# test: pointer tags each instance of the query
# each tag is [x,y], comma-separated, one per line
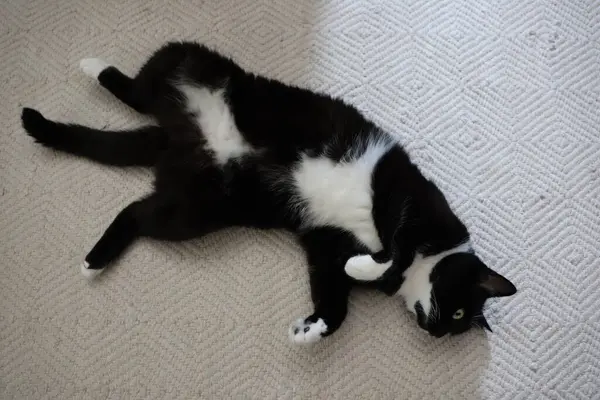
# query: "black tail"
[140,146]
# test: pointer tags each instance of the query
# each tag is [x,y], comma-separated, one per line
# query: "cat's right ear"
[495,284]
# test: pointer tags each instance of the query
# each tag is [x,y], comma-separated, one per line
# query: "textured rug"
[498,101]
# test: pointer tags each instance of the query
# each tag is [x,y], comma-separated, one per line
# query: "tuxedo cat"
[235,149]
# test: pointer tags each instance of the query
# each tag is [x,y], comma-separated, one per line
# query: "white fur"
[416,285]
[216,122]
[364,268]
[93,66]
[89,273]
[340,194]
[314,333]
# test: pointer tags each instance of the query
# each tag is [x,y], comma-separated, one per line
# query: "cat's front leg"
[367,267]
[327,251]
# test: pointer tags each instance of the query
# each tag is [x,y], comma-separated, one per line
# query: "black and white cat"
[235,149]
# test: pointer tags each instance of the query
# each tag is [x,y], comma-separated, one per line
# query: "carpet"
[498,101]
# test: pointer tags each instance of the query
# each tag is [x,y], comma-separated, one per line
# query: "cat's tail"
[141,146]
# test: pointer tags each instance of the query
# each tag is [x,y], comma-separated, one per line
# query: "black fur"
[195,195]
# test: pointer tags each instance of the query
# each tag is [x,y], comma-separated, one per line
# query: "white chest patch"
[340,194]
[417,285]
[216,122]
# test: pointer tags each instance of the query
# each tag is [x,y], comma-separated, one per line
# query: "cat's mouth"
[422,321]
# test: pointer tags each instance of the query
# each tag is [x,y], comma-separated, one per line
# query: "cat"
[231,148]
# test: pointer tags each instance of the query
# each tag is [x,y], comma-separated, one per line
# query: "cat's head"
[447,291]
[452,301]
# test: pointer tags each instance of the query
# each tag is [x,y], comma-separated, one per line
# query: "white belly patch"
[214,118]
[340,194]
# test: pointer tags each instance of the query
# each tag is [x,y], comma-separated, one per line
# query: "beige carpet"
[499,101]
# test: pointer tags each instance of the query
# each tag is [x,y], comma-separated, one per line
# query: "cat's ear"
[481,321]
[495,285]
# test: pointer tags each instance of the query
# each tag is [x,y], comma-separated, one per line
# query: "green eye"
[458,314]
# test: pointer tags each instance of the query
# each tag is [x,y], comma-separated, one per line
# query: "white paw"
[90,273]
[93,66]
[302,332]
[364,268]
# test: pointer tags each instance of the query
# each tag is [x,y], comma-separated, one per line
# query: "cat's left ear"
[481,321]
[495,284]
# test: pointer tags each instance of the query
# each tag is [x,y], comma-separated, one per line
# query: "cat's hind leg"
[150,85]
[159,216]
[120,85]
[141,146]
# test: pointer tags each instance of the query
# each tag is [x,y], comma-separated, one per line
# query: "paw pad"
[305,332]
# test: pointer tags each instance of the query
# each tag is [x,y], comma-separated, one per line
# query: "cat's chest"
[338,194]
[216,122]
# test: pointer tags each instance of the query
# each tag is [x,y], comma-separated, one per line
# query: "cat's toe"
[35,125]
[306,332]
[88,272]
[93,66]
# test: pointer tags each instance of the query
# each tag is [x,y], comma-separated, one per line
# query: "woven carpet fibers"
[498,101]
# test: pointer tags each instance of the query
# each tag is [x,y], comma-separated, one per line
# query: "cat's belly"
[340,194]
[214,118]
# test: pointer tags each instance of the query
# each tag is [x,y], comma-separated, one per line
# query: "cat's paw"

──────

Repeat the material exactly as it reads, without any of its pictures.

# test: pointer tags each instance of the query
# each tag is [x,y], comma-separated, one per line
# query: "black tail"
[140,146]
# test: pointer tags each instance of the query
# each tag is [x,y], comma-separated, one per line
# query: "cat's right ear"
[495,284]
# test: pointer tags each instance of the query
# each tag is [x,y], comma-separated, one per line
# query: "textured rug"
[498,101]
# test: pointer tags each instance of the query
# each tag is [x,y], comma-separated, one per line
# query: "tuxedo cat"
[235,149]
# test: pointer tags each instance of the query
# each tag is [x,y], comma-separated, one per line
# query: "white fur"
[416,285]
[216,122]
[364,268]
[93,66]
[89,273]
[340,194]
[314,333]
# test: pointer tags each instance of the query
# each tag is [x,y], comma-separated, one per line
# query: "cat's front leg"
[367,267]
[327,251]
# test: pointer tags each instance of the query
# each tag is [x,y], comma-separated, one per line
# query: "black and white cat"
[235,149]
# test: pointer tags each instance of the query
# each tag is [x,y], comma-separated, one per line
# query: "carpet"
[498,101]
# test: pointer tags each instance of the query
# each tag is [x,y], comma-separated, one per line
# query: "cat's tail"
[141,146]
# test: pointer tags each instance of the query
# each tag is [x,y], comma-separated, one per line
# query: "black fur"
[195,195]
# test: pointer tags each instance of the query
# each tag is [x,y], comma-separated, one per line
# query: "white chest patch"
[340,194]
[417,285]
[216,122]
# test: pointer tags each instance of the query
# each tag is [x,y], comma-separated, one per line
# query: "cat's mouth"
[422,321]
# test: pointer tags each instance of the query
# each tag is [x,y], comma-separated, one per line
# query: "cat"
[231,148]
# test: pointer tags each instance of the query
# each tag is [x,y], comma-separated, one per line
# query: "cat's head"
[447,291]
[452,301]
# test: pointer tags each instance of the query
# each tag is [x,y], comma-separated, one per line
# query: "white belly patch"
[214,118]
[340,194]
# test: pointer tags each instance of the query
# each tag is [x,y], comma-separated, one per line
# query: "beige carpet"
[499,101]
# test: pointer tags each instance of the query
# each tag is [x,y], comma-separated, one per line
# query: "cat's ear"
[481,321]
[495,285]
# test: pointer tags each instance of the query
# each tag is [x,y], comma-separated, one per line
# query: "green eye"
[458,314]
# test: pointer tags each instance of the query
# each tag is [x,y], comma-separated, one per line
# query: "white paw"
[90,273]
[93,66]
[302,332]
[364,268]
# test: pointer tags each instance of the query
# each tag is [x,y], comma-separated, one per line
# query: "cat's left ear"
[481,321]
[495,284]
# test: pointer tags each instance of the query
# each tag is [x,y], comma-separated, one per line
# query: "cat's hind leg"
[150,85]
[159,216]
[120,85]
[141,146]
# test: pointer tags each instance of the query
# each tag is [x,y], comma-separated, one per line
# query: "paw pad"
[305,332]
# test: pointer tags each instance of the query
# each tag is [x,y], comma-separated, one per line
# query: "cat's chest"
[338,194]
[216,122]
# test: pointer tags each instance of the query
# each tag is [x,y], comma-separated, one per line
# query: "cat's toe"
[35,125]
[306,332]
[88,272]
[93,66]
# test: pointer tags each instance of the query
# each tag is [x,y], comma-separated, one per line
# query: "woven carpet fibers"
[498,101]
# test: pointer tags each instance of the query
# each tag is [x,y], comma-separated, one per line
# query: "cat's belly"
[340,194]
[214,118]
# test: pointer tags each instance of the query
# each tag is [x,y], comma-separated, one per line
# query: "cat's paw"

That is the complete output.